__OBJECTIVE__: Rewrite the records below, substituting "vision system" for each occurrence of "perception module" and leaving everything else as it stands.

[START TASK MATERIAL]

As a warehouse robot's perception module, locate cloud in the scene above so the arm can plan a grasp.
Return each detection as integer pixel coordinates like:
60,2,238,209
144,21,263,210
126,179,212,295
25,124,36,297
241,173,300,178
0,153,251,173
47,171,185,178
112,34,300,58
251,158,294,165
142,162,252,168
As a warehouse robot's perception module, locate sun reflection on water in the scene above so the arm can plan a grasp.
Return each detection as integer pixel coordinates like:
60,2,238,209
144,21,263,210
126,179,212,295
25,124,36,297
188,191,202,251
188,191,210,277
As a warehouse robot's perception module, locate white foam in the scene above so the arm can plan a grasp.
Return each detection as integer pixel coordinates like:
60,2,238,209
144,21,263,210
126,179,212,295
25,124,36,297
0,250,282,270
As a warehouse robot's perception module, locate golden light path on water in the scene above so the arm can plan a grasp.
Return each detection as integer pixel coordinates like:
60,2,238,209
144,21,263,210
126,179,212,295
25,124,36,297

[END TASK MATERIAL]

__ANSWER TO THIS PROBLEM__:
As a warehouse robot's vision system, locate cloud in the scene above so the arm can plan a grasp.
Return each detection as integer pixel coordinates like:
60,2,238,209
144,21,263,210
126,179,212,295
25,124,36,297
241,173,300,178
0,153,251,173
47,171,185,178
112,34,300,58
251,158,294,165
142,162,252,168
As a warehouse robot's vision system, locate sun reflection on water in the scene above so the arm can plan a grasp.
Return each detection as integer pixel coordinates like:
60,2,238,209
144,21,263,210
126,179,212,295
25,124,36,297
188,191,202,251
188,191,210,277
As a warehouse robot's vision system, locate white foam in the scene above so the arm can plan a grasp.
Return each detection as integer pixel coordinates like:
60,2,238,209
144,21,263,210
126,179,212,295
25,124,36,297
0,250,282,270
As a warehouse robot's vision system, locate golden light path on water in the scene above so the arm can plan a grasp.
Return each detection as integer pixel coordinates like:
60,2,238,209
144,21,263,210
126,179,212,295
25,124,36,297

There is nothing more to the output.